Only the lines from the line holding "Mark a dot on each instance of the handheld" to the last line should be output, each exactly as given.
=====
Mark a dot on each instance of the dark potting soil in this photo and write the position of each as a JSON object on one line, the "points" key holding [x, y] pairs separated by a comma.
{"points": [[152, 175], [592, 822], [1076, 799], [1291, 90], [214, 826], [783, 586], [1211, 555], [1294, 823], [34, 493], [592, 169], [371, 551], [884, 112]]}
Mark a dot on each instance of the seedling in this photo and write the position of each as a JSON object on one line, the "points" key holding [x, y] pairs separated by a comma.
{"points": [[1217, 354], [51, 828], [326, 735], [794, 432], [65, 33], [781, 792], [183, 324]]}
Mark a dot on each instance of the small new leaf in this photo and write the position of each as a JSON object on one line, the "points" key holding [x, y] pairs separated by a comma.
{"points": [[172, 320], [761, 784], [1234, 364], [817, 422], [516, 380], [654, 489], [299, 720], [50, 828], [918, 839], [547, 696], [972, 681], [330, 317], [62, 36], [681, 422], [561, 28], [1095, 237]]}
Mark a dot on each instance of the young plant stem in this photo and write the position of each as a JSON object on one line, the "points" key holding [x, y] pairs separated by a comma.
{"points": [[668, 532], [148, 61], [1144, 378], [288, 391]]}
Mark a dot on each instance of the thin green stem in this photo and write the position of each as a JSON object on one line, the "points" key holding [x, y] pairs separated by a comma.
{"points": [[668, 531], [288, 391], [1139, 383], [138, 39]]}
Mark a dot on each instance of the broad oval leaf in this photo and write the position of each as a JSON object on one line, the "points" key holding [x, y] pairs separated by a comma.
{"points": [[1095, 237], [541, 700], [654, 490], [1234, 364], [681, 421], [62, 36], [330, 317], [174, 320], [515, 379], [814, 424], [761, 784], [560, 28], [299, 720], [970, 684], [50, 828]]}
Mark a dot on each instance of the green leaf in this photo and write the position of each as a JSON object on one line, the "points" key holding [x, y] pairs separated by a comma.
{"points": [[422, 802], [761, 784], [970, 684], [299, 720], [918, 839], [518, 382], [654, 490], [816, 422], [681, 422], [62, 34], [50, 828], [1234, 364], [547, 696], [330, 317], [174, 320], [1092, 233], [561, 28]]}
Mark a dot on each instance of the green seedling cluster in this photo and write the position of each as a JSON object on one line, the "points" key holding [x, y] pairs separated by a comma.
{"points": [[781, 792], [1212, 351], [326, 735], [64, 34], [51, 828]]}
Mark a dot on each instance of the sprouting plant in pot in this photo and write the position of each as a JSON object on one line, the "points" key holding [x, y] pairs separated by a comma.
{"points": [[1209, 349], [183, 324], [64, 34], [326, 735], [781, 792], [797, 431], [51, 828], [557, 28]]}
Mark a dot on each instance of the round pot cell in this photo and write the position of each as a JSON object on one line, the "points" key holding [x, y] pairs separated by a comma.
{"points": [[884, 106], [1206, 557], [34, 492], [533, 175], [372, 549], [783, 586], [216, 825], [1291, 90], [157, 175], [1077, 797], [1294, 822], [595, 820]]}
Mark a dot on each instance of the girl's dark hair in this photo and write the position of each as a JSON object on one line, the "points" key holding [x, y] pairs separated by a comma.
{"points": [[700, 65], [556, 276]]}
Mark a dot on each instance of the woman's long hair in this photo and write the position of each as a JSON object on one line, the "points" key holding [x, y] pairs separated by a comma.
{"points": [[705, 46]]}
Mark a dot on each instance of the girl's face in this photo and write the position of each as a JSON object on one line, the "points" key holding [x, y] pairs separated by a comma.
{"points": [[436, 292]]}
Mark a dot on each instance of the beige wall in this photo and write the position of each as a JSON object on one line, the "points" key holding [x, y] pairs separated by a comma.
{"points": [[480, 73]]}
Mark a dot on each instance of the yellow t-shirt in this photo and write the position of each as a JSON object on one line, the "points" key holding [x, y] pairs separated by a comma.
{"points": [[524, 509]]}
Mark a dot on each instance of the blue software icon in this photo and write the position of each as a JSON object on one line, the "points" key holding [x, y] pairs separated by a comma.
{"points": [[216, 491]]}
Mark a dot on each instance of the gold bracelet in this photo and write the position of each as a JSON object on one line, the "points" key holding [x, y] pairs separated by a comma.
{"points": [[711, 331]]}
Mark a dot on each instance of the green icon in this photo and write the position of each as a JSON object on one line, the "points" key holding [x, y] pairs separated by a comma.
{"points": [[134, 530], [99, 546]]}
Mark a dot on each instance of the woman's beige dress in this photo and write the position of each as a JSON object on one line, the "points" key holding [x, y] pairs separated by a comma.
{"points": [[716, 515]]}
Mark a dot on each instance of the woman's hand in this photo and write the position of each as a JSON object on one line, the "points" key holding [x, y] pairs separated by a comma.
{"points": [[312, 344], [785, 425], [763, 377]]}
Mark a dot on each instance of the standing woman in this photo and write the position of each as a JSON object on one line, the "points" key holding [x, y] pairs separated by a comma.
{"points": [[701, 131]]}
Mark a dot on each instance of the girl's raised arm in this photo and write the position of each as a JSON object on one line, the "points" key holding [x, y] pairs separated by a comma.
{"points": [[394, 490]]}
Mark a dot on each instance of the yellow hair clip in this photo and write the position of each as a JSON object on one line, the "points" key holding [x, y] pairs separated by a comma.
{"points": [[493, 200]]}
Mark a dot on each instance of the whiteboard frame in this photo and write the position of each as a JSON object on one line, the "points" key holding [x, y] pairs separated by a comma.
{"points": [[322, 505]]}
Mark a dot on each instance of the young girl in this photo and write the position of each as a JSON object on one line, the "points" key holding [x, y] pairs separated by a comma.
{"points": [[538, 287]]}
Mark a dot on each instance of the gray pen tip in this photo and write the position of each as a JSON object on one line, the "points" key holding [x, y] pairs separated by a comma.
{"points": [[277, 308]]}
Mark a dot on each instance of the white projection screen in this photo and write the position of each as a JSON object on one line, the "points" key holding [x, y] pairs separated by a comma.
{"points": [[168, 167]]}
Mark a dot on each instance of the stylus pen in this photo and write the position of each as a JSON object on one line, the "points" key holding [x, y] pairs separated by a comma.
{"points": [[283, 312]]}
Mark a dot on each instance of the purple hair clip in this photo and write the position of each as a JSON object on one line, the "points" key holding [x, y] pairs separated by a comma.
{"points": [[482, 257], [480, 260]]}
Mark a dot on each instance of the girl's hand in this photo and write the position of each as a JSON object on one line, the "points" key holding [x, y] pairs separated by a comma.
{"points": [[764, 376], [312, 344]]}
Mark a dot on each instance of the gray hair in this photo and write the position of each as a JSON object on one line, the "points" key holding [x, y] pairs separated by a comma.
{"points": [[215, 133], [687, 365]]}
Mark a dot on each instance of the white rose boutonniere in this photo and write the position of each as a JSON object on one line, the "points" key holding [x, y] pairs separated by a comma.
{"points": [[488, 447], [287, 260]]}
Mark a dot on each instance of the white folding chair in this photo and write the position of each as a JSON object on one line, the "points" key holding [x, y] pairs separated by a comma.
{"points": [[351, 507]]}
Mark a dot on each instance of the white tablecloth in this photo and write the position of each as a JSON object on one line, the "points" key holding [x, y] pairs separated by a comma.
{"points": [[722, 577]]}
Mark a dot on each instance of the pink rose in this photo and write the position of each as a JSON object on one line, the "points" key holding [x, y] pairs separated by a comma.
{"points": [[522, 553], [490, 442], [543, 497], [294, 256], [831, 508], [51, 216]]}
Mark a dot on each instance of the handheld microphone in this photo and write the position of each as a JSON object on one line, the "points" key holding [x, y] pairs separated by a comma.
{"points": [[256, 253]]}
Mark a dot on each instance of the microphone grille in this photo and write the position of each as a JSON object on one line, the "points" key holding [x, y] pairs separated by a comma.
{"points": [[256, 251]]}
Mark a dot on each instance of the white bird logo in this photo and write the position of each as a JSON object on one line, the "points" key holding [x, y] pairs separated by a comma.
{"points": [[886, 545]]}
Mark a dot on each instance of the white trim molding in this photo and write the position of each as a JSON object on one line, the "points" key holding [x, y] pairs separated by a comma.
=====
[SOLUTION FOR THIS PROBLEM]:
Mark a dot on each instance of the handheld microphone in this photo and write the position of each as a JSON object on one line, the "points" key holding [x, y] pairs separated by a comma.
{"points": [[256, 253]]}
Mark a dot on each instance of the microphone grille in this photo and write the position of each as a JSON object on one line, the "points" key holding [x, y] pairs separated by a comma.
{"points": [[256, 251]]}
Mark a dot on each instance of the white bird logo in this photo and write the position of each as a JSON object on one line, the "points" key holding [x, y] pairs separated by a comma.
{"points": [[886, 545]]}
Mark a dot on each instance of the white trim molding in this photo and write the position of each as a JSON object on one line, the "points" key holding [x, y] pairs separated by a comma.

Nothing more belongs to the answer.